• [Task instructions] All of the records that follow need to be copied word for word, without the pictures.

·····

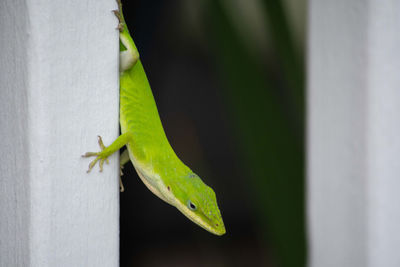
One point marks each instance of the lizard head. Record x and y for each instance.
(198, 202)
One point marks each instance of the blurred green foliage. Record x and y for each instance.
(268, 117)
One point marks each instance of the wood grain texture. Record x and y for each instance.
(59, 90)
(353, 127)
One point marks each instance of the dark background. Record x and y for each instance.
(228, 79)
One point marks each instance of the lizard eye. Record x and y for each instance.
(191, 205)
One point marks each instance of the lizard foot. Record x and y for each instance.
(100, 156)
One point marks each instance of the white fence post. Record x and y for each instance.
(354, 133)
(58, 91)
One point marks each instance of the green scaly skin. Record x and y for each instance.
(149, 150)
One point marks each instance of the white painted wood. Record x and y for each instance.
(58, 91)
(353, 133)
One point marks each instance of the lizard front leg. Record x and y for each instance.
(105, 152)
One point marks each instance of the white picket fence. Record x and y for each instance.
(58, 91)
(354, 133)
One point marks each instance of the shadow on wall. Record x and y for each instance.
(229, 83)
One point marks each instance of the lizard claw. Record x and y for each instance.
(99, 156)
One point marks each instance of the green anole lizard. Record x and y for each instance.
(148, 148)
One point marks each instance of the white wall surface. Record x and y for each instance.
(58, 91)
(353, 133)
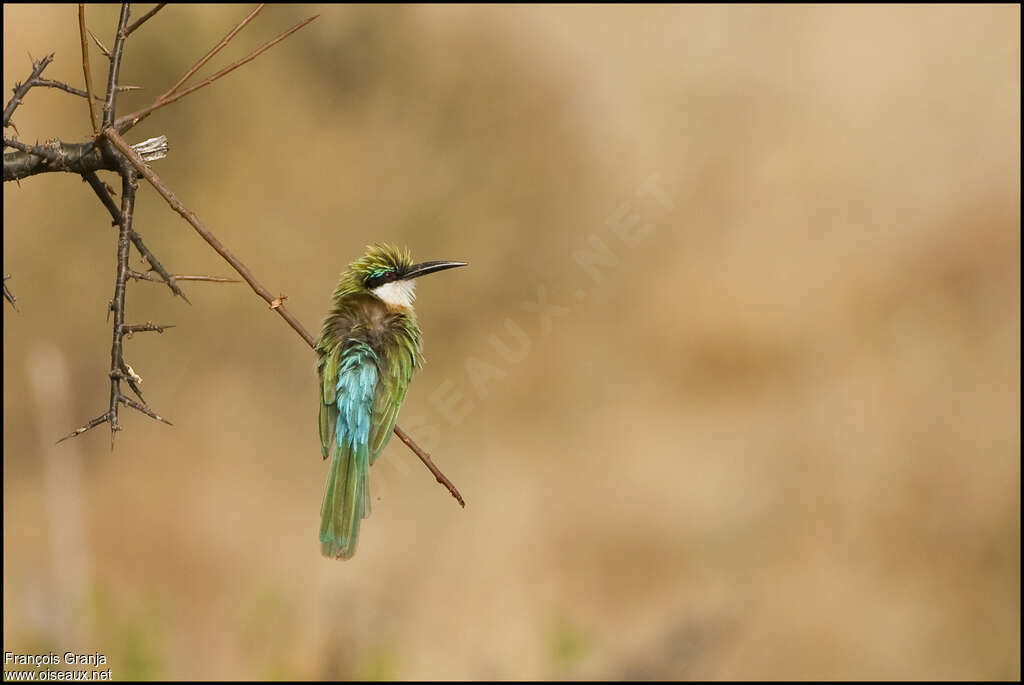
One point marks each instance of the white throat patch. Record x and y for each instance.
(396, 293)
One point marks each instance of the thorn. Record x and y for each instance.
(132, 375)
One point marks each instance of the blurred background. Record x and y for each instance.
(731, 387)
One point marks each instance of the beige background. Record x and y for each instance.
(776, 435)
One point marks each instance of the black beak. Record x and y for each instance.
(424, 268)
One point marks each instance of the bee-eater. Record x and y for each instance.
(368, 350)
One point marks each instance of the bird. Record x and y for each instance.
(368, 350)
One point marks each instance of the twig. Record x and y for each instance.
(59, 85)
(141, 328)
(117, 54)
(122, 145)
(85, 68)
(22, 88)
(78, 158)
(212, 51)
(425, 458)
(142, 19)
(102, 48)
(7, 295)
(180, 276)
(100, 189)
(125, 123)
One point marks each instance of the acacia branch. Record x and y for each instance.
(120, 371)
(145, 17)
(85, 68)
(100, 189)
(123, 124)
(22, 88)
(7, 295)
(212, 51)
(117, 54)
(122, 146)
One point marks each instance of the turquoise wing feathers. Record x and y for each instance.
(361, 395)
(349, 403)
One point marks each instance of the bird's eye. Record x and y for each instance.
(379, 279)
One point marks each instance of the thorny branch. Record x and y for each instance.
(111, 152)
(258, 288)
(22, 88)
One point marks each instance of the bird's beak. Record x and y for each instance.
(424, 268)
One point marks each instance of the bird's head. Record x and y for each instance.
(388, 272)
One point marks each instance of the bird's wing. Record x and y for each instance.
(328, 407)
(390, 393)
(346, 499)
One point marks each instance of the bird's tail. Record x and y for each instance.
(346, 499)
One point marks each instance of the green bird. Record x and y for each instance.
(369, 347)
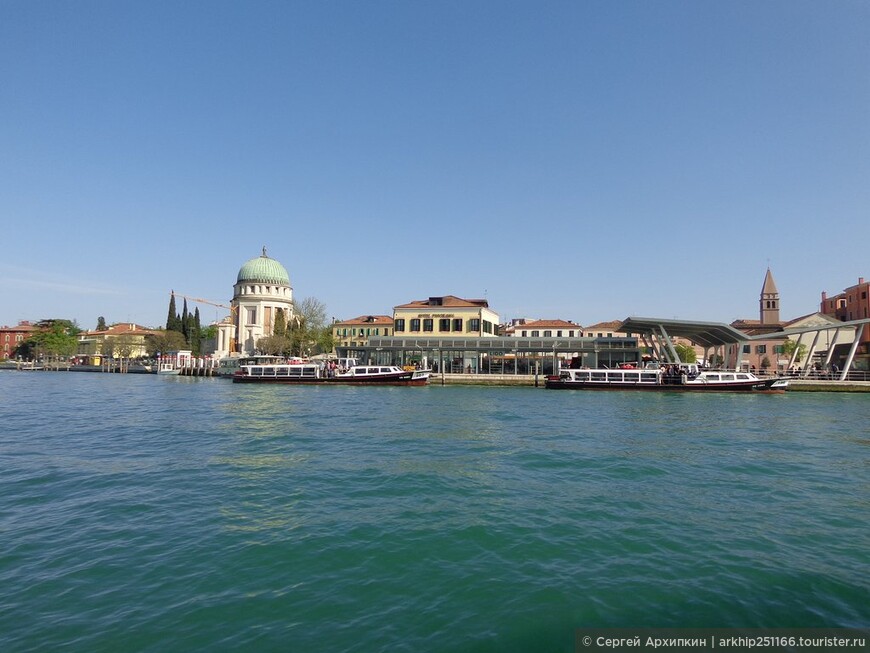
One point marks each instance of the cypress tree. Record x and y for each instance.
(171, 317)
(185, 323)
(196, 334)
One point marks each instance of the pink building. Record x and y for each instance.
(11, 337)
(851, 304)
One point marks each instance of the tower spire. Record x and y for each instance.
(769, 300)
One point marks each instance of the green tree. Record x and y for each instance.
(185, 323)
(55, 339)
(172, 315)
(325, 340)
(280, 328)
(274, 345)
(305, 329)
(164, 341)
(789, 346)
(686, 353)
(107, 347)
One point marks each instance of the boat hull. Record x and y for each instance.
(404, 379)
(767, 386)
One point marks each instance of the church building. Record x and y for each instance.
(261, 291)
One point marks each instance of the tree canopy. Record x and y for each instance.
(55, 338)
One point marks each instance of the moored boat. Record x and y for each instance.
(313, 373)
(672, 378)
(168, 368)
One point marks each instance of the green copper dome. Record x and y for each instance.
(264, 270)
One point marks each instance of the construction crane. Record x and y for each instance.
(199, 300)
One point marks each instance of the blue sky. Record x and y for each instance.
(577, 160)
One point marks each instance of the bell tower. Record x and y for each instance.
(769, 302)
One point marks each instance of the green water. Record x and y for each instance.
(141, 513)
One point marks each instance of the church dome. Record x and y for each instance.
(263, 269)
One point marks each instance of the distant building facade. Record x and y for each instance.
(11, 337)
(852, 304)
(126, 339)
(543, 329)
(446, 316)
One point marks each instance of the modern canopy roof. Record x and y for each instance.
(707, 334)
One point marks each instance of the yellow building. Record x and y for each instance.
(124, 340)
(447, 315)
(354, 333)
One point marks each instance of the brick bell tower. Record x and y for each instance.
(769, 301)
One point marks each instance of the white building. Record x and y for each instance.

·····

• [Finished task]
One point marks each instance of the lizard head. Record x and y for each instance.
(198, 202)
One point marks each instance of the blurred green foliage. Record x and y for each instance.
(268, 117)
One point marks each instance of the wood grain texture. Record x and y for each instance.
(59, 90)
(353, 127)
One point marks each instance of the dark background. Record x and y for each instance.
(228, 79)
One point marks each instance of the lizard eye. Record x and y for each instance.
(191, 205)
One point marks each instance of the lizard foot. Record x and y for each instance.
(100, 156)
One point marks each instance of the white fence post. Record x and y for each instance.
(354, 133)
(58, 91)
One point marks each instance of the green scaly skin. Record x and y for each instance.
(149, 150)
One point marks each instance of the white painted wood. Record x and y for each instance.
(58, 91)
(353, 133)
One point marks each instance of the lizard front leg. Record x and y for each instance.
(105, 152)
One point marks each instance of the white picket fence. Record x and y for each instance.
(58, 91)
(354, 133)
One point marks each instance of the shadow on wall. Record x and y for each instance.
(229, 83)
One point marks each instance of the lizard claw. Record x and y for each instance.
(99, 156)
One point marks each instance of the green anole lizard. Record x and y for each instance.
(148, 148)
One point marks each instance of the white wall surface. Record x and y for each instance.
(58, 91)
(353, 133)
One point marks each instance of the white throat patch. Record x and y for each instance.
(396, 293)
One point marks each instance of the thorn. Record x and y for each instance.
(132, 375)
One point marks each instance of the blurred background. Record x and y for each instance.
(731, 387)
One point marks each instance of the beige background. Record x and y for each instance.
(776, 435)
One point marks each instance of the black beak. Record x and y for each instance.
(424, 268)
One point marks each instance of the bee-eater. Record x and y for each instance.
(368, 350)
One point marks each instance of the bird. Record x and y for each instance.
(368, 350)
One point marks each instance of the twig. Record x and y for each instance.
(59, 85)
(141, 328)
(117, 54)
(122, 145)
(85, 68)
(22, 88)
(78, 158)
(212, 51)
(425, 458)
(142, 19)
(102, 48)
(7, 295)
(180, 276)
(100, 189)
(125, 123)
One point marks each instance of the acacia branch. Record x and y for each instance.
(120, 371)
(145, 17)
(85, 68)
(100, 189)
(123, 124)
(22, 88)
(7, 295)
(212, 51)
(117, 54)
(122, 146)
One point marks each instance of the turquoise wing feathers. Record x and y for each instance.
(361, 395)
(349, 403)
One point marks each instance of the bird's eye. Record x and y for each instance.
(379, 279)
One point marks each instance of the thorny branch. Record x and y for each instance.
(111, 152)
(258, 288)
(22, 88)
One point marks each instance of the bird's beak. Record x and y for each instance.
(424, 268)
One point marks each instance of the bird's head. Record x and y for each instance.
(388, 272)
One point marks each instance of the bird's wing. Record x and y for each instance.
(328, 407)
(390, 393)
(346, 499)
One point marks each instance of the bird's tail. Record x and y for each instance.
(346, 499)
One point marks each instance of the green bird. Record x and y for each instance.
(369, 347)
One point marks each instance of the cypress tree. Record x and y for each instance.
(171, 317)
(185, 323)
(196, 334)
One point marks each instance of the pink building. Record x and y for each instance.
(11, 337)
(851, 304)
One point marks each instance of the tower spire. Record x and y for each instance.
(769, 300)
One point marks each instance of the green tree. Record x and y for each instance.
(185, 323)
(55, 339)
(172, 315)
(325, 340)
(280, 328)
(274, 345)
(305, 329)
(164, 341)
(789, 346)
(686, 353)
(107, 347)
One point marks each instance of the boat hull. Record x and y for each instance.
(404, 379)
(767, 386)
One point marks each instance of the church building. Record x and y for each instance.
(261, 291)
One point marks each instance of the tree canopy. Record x and y for each instance.
(55, 338)
One point marks each instance of the moored boat. Record x and y for each instance.
(313, 373)
(672, 378)
(168, 368)
One point marks each instance of the green copper dome. Record x and y for each instance.
(264, 270)
One point marks each instance of the construction crane. Record x and y for each instance.
(199, 300)
One point marks each instance of the blue sky. Record x and y for each instance.
(577, 160)
One point marks each instance of the bell tower. Record x and y for each instance.
(769, 302)
One point marks each instance of the green water. Record x and y for each instance.
(141, 513)
One point marks each instance of the church dome. Record x and y for each instance.
(263, 269)
One point marks each instance of the distant building facade. Record x and y for each instance.
(11, 337)
(852, 304)
(126, 339)
(543, 329)
(446, 316)
One point marks each instance of the modern canopy roof. Record x and y for each instance.
(707, 334)
One point marks each instance of the yellow building. Record x and y for each instance.
(124, 340)
(447, 315)
(354, 333)
One point marks each instance of the brick bell tower. Record x and y for each instance.
(769, 301)
One point marks each instance of the white building. Record x and y for each instance.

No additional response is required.